> [EXERCISE AIM]: Could you write out each of the records below exactly?

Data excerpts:
--- --- ---

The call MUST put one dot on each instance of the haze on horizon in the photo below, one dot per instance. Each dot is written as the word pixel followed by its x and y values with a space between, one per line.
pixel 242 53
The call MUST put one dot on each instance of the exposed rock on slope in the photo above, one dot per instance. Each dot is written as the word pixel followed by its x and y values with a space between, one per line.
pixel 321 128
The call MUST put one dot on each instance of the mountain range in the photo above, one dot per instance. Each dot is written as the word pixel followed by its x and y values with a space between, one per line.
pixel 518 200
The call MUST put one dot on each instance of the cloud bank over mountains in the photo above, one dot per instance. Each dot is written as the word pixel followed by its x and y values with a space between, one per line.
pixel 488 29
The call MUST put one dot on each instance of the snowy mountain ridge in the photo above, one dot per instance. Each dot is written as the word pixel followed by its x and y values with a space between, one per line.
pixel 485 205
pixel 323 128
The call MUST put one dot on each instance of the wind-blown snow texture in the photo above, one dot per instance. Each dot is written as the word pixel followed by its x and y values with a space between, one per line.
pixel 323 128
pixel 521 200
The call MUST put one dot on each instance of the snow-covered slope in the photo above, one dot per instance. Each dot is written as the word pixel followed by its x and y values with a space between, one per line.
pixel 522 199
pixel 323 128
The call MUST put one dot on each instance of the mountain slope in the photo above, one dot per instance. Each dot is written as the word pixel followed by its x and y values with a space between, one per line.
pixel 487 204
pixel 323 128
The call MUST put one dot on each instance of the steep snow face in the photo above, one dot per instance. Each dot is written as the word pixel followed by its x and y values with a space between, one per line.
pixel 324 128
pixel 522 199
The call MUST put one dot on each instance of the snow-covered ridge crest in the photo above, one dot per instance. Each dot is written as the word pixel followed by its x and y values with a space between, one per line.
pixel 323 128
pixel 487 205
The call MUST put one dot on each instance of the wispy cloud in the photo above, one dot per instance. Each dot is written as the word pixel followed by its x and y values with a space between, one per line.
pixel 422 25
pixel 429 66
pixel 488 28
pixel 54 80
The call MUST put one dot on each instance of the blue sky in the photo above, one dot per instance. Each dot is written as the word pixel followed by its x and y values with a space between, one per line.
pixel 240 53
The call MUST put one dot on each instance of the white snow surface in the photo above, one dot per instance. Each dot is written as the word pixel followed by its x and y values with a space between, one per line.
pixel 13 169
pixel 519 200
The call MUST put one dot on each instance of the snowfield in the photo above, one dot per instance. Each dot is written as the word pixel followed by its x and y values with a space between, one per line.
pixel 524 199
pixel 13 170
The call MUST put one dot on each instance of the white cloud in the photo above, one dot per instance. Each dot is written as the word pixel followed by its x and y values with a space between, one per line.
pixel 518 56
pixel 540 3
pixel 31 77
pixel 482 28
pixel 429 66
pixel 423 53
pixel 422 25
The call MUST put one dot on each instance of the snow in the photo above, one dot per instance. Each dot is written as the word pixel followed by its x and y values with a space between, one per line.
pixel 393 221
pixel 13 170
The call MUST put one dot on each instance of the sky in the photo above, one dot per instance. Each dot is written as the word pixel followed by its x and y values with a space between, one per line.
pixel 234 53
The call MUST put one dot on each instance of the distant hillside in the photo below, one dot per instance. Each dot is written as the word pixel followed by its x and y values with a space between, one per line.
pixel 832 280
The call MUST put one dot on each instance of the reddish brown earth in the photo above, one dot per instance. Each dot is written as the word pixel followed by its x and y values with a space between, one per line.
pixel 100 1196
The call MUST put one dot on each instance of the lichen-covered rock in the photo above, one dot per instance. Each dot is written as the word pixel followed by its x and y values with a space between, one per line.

--- --- ---

> [COMPLETED TASK]:
The call MUST put one dot on each instance of the haze on horizon in the photo below, one dot per instance. Each dot is written as the word pixel followed by its x and y values with a space between, one per line.
pixel 242 53
The call MUST put one dot on each instance of the exposed rock on slope in the photo above, one dot per instance. Each dot is written as the word pixel followed by its x and y values with a space between, one per line.
pixel 321 128
The call MUST put one dot on each instance of the mountain range in the photo above, one dot per instance. Each dot is written as the word pixel followed by its x and y values with a space between, one per line.
pixel 518 200
The call MUST put one dot on each instance of the cloud bank over mountains in the photo above, one dot per instance. Each dot is written as the word pixel followed by its x and y values with a space between, one per line.
pixel 488 29
The call MUST put one dot on each instance of the snowy mountain ridge in the photo above, one dot per instance. Each dot is written as the word pixel followed by its x and y values with a space between, one per line.
pixel 485 205
pixel 323 128
The call MUST put one dot on each instance of the wind-blown snow texture in the photo above, one dot per instance. Each dot is written as the word pixel followed by its x and y values with a space between, one per line.
pixel 323 128
pixel 521 200
The call MUST put one dot on each instance of the snow-covered slope in the photo above, one dot per instance. Each dot is written as the word pixel followed by its x and y values with a space between, one per line.
pixel 522 199
pixel 323 128
The call MUST put one dot on each instance of the mountain slope in the photo above, one dot per instance. Each dot is written as the word pixel followed by its x and y values with a space between, one per line.
pixel 487 204
pixel 323 128
The call MUST put one dot on each instance of the steep snow face in the photo above, one dot per instance. Each dot is written as the word pixel followed by its x and y values with a space between, one per line.
pixel 324 128
pixel 522 199
The call MUST put one dot on each instance of the snow-covered ridge crest in the photo above, one dot per instance. Each dot is written as the word pixel followed by its x and y values with a space between, one per line.
pixel 323 128
pixel 487 205
The call MUST put one dot on each instance of the wispy cloud in the photo above, one dot per instance. Each dot is written as the word pixel followed by its x and y values with a space between, one per line.
pixel 422 25
pixel 429 66
pixel 488 28
pixel 54 80
The call MUST put one dot on each instance of the blue sky in the photo above, one dot per instance. Each dot is written as the word pixel followed by its x and y values with a space between, one per line.
pixel 240 53
The call MUST put one dot on each instance of the white snow surface in the photo above, one dot per instance. Each dot is written as the word pixel followed by its x and y values with a space between, one per line.
pixel 13 169
pixel 519 200
The call MUST put one dot on each instance of the snowfield in the photo above, one dot per instance. Each dot is written as the word pixel followed by its x and y values with a space between, one per line.
pixel 524 199
pixel 13 170
The call MUST put one dot on each instance of the white cloud in the photo above, one dot per instance. Each dot is written as the word pixel followed by its x and y values with a space between, one per line.
pixel 518 56
pixel 540 3
pixel 31 77
pixel 482 28
pixel 429 66
pixel 423 53
pixel 422 25
The call MUST put one dot on each instance of the snow in the photo above, one dot per instance. Each dot is written as the word pixel followed by its x and y values with a space between, one per line.
pixel 393 221
pixel 13 170
The call MUST put one dot on each instance of the sky in the photo above, one dot per instance. Each dot is written as the word pixel followed by its x and y values with a space between, one per line.
pixel 234 53
The call MUST put one dot on each instance of the distant hillside in the photo below, one dot per instance. Each dot is written as the word pixel followed by its x and y values with a space between, one per line.
pixel 832 280
The call MUST put one dot on each instance of the reddish brown earth in the photo above, one dot per instance. Each dot is written as the word pixel followed by its x and y values with a space between, one per line.
pixel 100 1196
The call MUST put one dot on each instance of the lichen-covered rock in the photo above, one dot per instance. Each dot is written as the word pixel followed by its x and y values with a space between, one per line.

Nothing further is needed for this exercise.